_Directions:_
Copy the records below line for line, changing nothing.

_Materials provided:_
◆ ◆ ◆ ◆ ◆

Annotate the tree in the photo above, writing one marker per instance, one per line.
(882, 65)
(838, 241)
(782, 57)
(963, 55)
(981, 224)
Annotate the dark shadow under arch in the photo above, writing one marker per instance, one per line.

◆ ◆ ◆ ◆ ◆

_Exercise answer:_
Annotate the tree in the photo above, writing one marker per instance, one per line.
(882, 65)
(838, 241)
(782, 57)
(963, 55)
(981, 224)
Annotate the dark shadow under arch in the photo above, writing one marker per instance, one per line.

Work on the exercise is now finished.